Dare una mano di vernice ad una vecchia chiatta e farla sembrare nuova, in questo si traduce il continuo rimpasto, di governo in governo, in questa era di servilismo che dura da settantacinque anni.

Fronti alte ovunque, figli e figlie dello stesso padre che, a forza di amanti, ha popolato il Parlamento italiano di suoi discendenti.

Questa è la verità del palazzo… Nel palazzo!

La palafitta, abitata dagli scansafatiche che si sono arrogati il diritto di controllare lo Stato, è scossa.

Qualcosa rode i pali, immersi nel mare stretto, sempre più ridotto ad una pozza salata, in cui prigionieri s’affollano e s’affannano fin dove la fame li spinge, azzannando qualsiasi cosa finisca sotto i denti.

Quando non ci sono più pesci, vanno bene anche i legni!

I sostegni vacillano, i piani – alti – tremano e tramano per salvarsi.

Sin dall’inizio fui riluttante verso la miserabile banda di dilettanti di partito, depravati criminali che stanno pensando a riempirsi le tasche e non al bene della Nazione.

Chi non lo capisce o è interdetto o è complice!

Che siano pronti a sacrificare il nostro Paese per questo, lasciandolo affondare, li rende meritevoli delle punizioni più estreme.

Il beneficio degli scippatori corrisponde al sacrificio delle classi più povere e dei lavoratori, finanche alla morte della Patria che, ormai di nuovo in travaglio, spinge e spinge…

La Grande Madre agonizzante partorisce piccole belve affamate che crescono, giorno dopo giorno, sopravvivendo alla caccia dei predoni, ai fratelli e alle sorelle impegnate ad annaspare nella pozzanghera.
=====
§ Compito assegnato 1: Nel testo sulla palafitta del palazzo, perché chi la abita è ritenuto meritevole delle punizioni più estreme? Rispondi in una-tre frasi.
§ Compito assegnato 2: Riprendi il testo sulla palafitta del palazzo e proseguilo dopo la sua ultima frase.
I dati riportati più avanti provengono da una fonte diversa.

§ Estratto dei dati:
=====
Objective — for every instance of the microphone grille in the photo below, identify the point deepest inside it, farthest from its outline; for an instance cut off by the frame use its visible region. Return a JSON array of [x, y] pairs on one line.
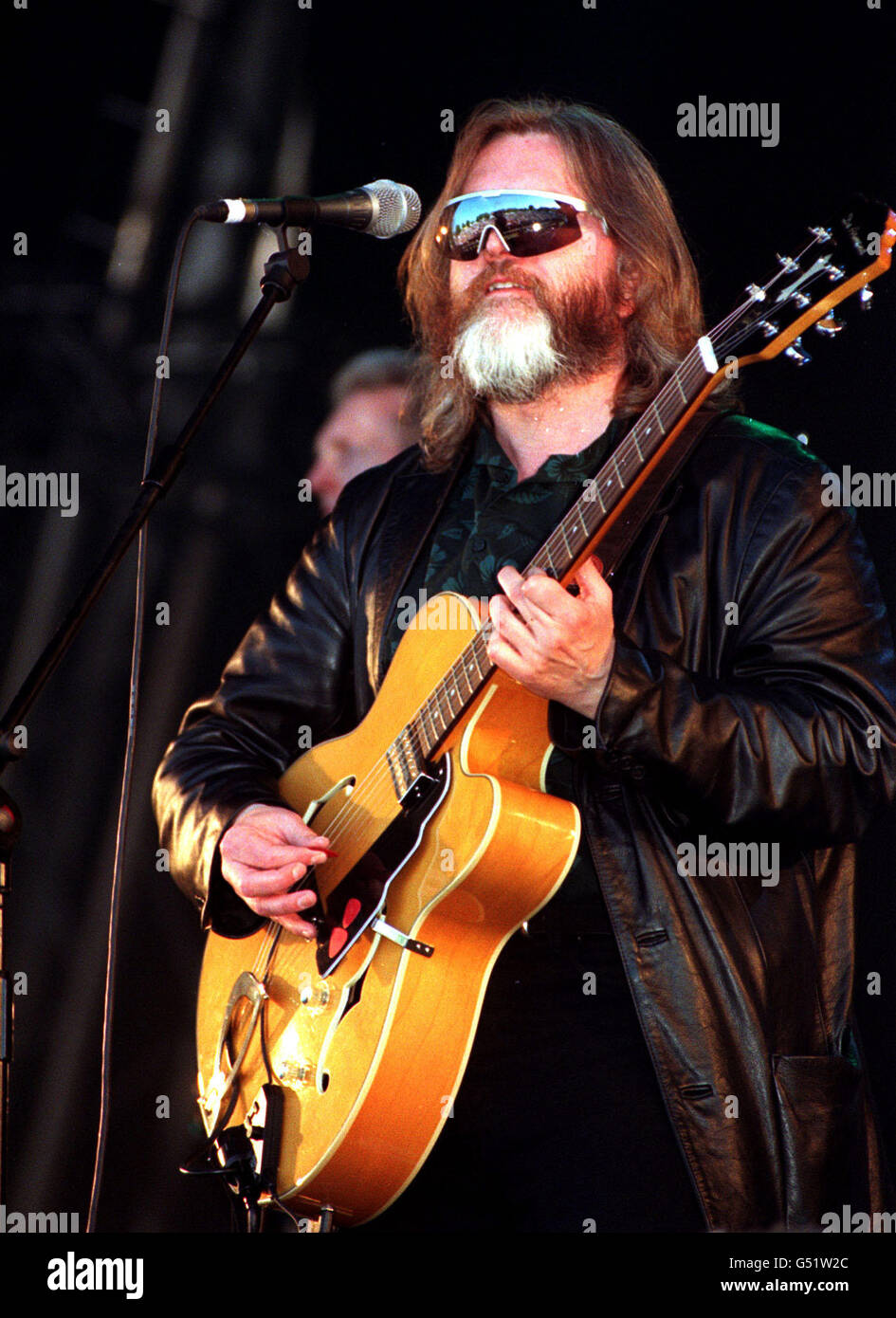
[[398, 209]]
=====
§ Risposta 1: Perché, pensando a riempirsi le tasche e non al bene della Nazione, è pronto a sacrificare il Paese lasciandolo affondare.

§ Risposta 2:
I nuovi figli sopravvivono ai predatori naturali, ovvero, i politici o, meglio, una particolare razza di politicanti da marcato, che ha fatto di ciò che era un’arte uno squallido compromesso.

Gli urlatori della propaganda svendono pezzi importanti della nostra Italia agli sciacalli del mare, venuti a banchettare ancor prima che il Grande Animale sia morto.

Sguazzano attorno alla carcassa ancora viva nella speranza di accaparrarsi il pezzo migliore.

Sembra che il destino della Grande Madre sia scritto e sia giunto all’ultima pagina, all’ultimo respiro prima della lunga apnea.

I predoni colpiscono con fiocine e arpioni, mentre immondi uccelli ripugnanti calano dall’alto, tra spruzzi d’acqua e schizzi di sangue, affinché non sia sprecato un solo boccone…

La Grande Madre, però, non è ancora morta.

Dare per finito ciò che è ancora in corso è una mossa azzardata.

“Ancora una volta nella mischia, nell’ultima vera battaglia che affronterò.

Vivi e muori in questo giorno. Vivi e muori in questo giorno.”

Il Leviatano non è una bestia qualunque, ma è il Re delle fiere più superbe.

Un colpo di coda, un morso e un altro ed uno ancora!

La Grande Madre reagisce, combatte ed il suo grido si leva altissimo.

Il dolore, acuto quanto un ululato, diventa adunata e i figli, chiamati a raccolta, si gettano all’attacco.

La battaglia è desiderata con passione dalla Nazione Intera e combattuta tra nuove correnti che si riversano a ondate sui predoni. 

A far pensieri troppo profondi ci si rimane invischiati…

Cavalchiamo sulla riva del tempo tra l’onda e la risacca!

È un rischio estremo per chiunque vi si cimenti, è vero, ma è un pericolo che dobbiamo correre per la responsabilità che ci siamo assunti.

La tela è pronta e se ritrarre la speranza e darle un senso, significa togliere un peschereccio dall’orizzonte e far posto a un caccia torpediniere da guerra, allora fuori la tela, fuori il pennello!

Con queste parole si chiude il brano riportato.